**Stated exercise A**: In the entries from the line with "Reviewer note: verify that every instance of the window" up to and including the line with "[[108, 251], [392, 265], [80, 249]]", swap "window" for "glass pane" and give those lines again, with everything else unchanged.

=== Excerpt ===

Around 100 people gathered outside Mt Eden Prison in Auckland the evening after sentences were handed down. A demonstration is planned outside of Wellington High Court this Friday (25 May) at noon. Another protest will take place at Mt Eden Prison on Saturday 26th May at 2pm, and in front of the Christchurch Central Police station this Saturday (26th May) at 4pm.
Press Release: October 15th Solidarity Group on Sentencing
“The sentences of 2.5 years for Taame Iti and Rangi Kemara are manifestly unjust. This is an outrage. The sentences of Urs Signer and Emily Bailey are equally absurd. The judge sought to retry the entire case at sentencing today and himself decided their fate. It is an outrage.”
“Our four friends may have been sentenced today but it is far from over,” said Valerie Morse from the October 15th Solidarity Group. “We will continue to fight for and support these people until justice is done and all the charges are dropped.”
It has been nearly five years since Operation 8 came to light and the process and punishment continues and is not forgotten.
“These people have been sentenced on charges that were dropped against 13 other people last year. The Supreme Court ruled that the only serious offending was that committed by the police and the Arms Act offences should not have even been pursued.”

=== Data for this task ===

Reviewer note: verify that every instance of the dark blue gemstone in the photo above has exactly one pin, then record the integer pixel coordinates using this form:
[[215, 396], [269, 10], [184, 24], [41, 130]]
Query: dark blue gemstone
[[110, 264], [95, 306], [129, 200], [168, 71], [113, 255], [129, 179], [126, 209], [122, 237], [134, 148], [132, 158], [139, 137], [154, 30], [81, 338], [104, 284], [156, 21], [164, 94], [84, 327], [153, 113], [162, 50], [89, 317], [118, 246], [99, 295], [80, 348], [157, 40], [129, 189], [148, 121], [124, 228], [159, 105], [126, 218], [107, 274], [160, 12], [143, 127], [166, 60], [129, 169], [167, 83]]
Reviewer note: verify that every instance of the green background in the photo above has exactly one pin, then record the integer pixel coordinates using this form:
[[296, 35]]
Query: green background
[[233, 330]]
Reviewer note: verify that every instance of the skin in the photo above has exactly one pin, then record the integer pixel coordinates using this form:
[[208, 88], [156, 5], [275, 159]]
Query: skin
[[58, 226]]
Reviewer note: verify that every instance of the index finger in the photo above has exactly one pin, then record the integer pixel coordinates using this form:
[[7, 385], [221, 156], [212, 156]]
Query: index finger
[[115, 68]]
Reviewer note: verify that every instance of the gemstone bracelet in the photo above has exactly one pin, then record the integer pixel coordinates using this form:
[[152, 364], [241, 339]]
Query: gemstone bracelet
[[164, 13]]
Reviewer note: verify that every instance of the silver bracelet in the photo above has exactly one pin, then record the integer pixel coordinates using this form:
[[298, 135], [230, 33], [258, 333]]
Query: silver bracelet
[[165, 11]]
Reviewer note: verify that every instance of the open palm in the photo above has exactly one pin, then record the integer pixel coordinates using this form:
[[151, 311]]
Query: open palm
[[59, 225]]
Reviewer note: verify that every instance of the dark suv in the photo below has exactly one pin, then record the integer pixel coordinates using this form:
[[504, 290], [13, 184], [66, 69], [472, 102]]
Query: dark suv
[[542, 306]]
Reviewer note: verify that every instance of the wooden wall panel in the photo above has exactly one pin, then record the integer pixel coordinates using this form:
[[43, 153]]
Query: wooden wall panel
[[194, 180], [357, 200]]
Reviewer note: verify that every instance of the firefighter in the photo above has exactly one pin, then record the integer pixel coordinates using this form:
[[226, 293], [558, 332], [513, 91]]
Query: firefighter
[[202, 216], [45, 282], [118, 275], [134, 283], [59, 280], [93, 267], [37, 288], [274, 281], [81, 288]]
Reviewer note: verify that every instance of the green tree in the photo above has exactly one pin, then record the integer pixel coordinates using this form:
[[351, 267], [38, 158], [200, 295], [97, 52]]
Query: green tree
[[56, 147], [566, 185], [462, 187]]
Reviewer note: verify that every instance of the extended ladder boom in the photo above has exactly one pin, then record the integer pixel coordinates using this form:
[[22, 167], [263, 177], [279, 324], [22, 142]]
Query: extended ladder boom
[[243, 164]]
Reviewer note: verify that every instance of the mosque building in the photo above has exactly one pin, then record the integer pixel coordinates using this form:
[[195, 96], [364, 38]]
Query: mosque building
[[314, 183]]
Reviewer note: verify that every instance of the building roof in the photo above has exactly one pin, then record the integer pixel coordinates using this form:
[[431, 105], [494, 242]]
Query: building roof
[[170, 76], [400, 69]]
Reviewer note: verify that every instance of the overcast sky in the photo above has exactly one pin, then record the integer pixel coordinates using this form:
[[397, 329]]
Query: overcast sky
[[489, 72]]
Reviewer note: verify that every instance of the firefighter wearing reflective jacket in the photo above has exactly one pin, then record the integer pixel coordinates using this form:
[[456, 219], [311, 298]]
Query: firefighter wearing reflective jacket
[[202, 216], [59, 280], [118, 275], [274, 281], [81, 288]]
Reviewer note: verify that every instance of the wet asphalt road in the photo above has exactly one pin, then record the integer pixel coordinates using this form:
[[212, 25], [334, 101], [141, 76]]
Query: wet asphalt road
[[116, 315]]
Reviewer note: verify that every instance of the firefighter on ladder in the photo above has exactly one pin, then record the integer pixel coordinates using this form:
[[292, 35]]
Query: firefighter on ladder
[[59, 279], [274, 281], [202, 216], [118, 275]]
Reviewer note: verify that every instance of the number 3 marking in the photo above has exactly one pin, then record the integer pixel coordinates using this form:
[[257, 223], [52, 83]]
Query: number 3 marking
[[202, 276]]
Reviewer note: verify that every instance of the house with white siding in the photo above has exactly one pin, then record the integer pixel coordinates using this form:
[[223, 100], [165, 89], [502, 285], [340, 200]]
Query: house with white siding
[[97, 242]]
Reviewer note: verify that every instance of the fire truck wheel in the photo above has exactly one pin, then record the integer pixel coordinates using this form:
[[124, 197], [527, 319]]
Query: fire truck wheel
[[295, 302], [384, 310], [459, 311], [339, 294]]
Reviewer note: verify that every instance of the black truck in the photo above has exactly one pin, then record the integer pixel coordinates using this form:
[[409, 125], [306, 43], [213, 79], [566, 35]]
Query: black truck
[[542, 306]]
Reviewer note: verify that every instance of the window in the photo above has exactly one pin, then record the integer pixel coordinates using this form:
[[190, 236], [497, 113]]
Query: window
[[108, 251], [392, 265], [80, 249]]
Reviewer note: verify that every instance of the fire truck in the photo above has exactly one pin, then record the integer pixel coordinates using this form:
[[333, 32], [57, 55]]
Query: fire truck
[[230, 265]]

===

**Stated exercise B**: According to the press release on sentencing, how long were the sentences given to Taame Iti and Rangi Kemara?

**Right answer A**:
Reviewer note: verify that every instance of the glass pane in the photo above has exactly one pin, then record the integer pixel coordinates using this form:
[[190, 236], [497, 113]]
Query: glass pane
[[108, 251], [392, 265], [80, 249]]

**Right answer B**: 2.5 years.